▸ Exercise prompt
Could you rewrite the passage below on adolescent romance, from "Not quite. We’re" up to and including "adult love relationship.", putting "teenage romance" wherever "adolescent romance" appears?

▸ Selected extract
Like most men and women today, you and your partner are almost guaranteed to descend into what I call the “Functional Relationship.” One that lopes along OK, but with declining energy and connection, emotionally and sexually. That’s because most people learn a way of relating within romantic and sexual relationships that is a version of adolescent romance. “But I’m an adult,” you may protest. “I grew out of that teen-age romance stuff long ago.”
Not quite. We’re socially conditioned into intimate relationships that are basically extensions of the adolescent experience. That is, the features of normal adolescent romance shapes and defines most of the expectations, behavior, and experience about romance and sexuality that you carry into your adult life. Few realize it, because most don’t learn any other way. And that’s a big problem, because adolescent romance is incompatible with building an adult love relationship.
Take a look at some typical features of adolescent romance: Short-term intense arousal from a new partner. Infatuation and idealization of the new love, often followed by deflation and feelings of loss. Intense longing and yearning — especially when the person is unattainable or elusive. Emotional upheaval and turmoil. The novelist Graham Greene captured much of this in The Heart of the Matter, in which he described “…the intense interest one feels in a stranger’s life, the interest the young mistake for love.”

▸ Extracted records
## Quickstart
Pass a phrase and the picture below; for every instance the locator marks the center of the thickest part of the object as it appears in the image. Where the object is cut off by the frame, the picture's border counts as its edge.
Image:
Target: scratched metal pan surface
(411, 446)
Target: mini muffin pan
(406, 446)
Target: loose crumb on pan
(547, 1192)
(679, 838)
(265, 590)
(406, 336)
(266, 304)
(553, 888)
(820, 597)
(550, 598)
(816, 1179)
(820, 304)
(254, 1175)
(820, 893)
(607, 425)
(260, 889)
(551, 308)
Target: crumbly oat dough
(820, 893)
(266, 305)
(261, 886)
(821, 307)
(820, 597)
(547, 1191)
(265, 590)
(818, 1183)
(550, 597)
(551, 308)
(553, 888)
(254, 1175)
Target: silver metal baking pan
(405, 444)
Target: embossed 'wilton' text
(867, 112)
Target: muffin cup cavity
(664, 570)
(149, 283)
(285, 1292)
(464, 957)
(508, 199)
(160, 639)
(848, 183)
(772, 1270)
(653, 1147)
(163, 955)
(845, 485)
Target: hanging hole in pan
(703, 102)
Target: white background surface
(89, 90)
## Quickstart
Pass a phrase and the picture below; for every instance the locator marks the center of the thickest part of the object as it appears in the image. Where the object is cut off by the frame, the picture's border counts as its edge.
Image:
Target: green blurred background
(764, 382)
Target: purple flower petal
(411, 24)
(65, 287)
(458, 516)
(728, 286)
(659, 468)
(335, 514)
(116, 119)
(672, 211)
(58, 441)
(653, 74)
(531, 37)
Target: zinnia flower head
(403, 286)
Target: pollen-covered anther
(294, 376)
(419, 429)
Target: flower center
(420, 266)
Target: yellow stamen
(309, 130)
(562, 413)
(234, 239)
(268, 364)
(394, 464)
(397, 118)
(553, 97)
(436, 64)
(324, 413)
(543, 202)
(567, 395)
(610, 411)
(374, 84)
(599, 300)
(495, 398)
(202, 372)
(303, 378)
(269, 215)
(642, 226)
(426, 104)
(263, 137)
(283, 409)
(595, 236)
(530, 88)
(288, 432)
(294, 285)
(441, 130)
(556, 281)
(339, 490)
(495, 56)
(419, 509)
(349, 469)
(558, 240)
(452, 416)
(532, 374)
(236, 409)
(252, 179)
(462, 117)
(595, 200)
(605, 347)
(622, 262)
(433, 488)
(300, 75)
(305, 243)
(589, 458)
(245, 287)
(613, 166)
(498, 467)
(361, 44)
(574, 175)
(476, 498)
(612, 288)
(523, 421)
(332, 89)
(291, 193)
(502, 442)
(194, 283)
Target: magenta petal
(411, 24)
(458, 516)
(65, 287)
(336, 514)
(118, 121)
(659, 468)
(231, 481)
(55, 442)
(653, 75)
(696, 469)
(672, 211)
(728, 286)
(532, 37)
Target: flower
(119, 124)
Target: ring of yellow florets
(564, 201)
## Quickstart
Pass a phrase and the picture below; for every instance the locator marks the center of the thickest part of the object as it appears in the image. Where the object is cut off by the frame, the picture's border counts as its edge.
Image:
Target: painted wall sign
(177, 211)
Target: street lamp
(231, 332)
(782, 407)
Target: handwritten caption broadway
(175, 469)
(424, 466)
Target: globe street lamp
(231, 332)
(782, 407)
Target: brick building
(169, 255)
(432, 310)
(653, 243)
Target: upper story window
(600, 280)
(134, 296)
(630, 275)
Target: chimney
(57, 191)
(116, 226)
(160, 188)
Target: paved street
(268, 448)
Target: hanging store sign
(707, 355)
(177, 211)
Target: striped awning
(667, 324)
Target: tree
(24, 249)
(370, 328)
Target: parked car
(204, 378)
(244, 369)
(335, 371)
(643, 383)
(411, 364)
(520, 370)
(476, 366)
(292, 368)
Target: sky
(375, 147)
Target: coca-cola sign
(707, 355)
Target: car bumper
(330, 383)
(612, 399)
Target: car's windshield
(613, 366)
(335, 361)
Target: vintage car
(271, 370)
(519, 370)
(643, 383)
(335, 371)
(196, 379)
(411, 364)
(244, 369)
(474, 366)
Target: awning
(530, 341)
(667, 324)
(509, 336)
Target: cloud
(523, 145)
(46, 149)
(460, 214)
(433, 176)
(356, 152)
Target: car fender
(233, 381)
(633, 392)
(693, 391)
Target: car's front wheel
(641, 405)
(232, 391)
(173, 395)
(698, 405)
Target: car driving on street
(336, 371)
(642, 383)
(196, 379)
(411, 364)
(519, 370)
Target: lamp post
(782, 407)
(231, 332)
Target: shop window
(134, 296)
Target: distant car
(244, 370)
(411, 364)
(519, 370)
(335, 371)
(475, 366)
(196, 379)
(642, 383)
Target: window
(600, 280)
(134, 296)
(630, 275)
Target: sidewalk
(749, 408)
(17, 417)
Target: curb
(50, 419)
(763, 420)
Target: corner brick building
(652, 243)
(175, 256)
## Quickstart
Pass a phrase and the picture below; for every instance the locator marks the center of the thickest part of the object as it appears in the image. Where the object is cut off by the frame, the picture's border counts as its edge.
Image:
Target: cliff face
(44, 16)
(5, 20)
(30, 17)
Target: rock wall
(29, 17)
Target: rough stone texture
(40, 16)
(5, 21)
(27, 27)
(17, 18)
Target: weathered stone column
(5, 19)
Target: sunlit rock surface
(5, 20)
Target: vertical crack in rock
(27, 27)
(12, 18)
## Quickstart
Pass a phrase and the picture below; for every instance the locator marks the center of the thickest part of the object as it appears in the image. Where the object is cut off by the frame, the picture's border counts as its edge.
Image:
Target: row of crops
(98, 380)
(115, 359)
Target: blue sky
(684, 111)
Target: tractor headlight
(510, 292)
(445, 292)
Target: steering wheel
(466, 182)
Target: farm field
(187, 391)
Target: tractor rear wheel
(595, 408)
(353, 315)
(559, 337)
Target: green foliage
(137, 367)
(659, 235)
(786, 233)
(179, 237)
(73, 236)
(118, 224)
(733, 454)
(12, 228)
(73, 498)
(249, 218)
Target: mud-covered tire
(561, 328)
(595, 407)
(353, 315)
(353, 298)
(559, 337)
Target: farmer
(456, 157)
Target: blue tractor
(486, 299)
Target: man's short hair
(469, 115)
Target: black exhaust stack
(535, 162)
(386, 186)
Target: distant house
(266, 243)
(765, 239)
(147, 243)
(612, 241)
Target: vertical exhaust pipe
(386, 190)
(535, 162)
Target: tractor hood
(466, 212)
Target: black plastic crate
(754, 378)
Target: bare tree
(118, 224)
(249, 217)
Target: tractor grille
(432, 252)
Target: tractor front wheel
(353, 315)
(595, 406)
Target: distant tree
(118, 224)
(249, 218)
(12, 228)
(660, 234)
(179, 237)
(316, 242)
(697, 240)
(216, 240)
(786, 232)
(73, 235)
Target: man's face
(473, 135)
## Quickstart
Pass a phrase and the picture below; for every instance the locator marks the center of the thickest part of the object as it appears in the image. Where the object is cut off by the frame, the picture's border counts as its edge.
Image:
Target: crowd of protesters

▸ Exercise response
Not quite. We’re socially conditioned into intimate relationships that are basically extensions of the adolescent experience. That is, the features of normal teenage romance shapes and defines most of the expectations, behavior, and experience about romance and sexuality that you carry into your adult life. Few realize it, because most don’t learn any other way. And that’s a big problem, because teenage romance is incompatible with building an adult love relationship.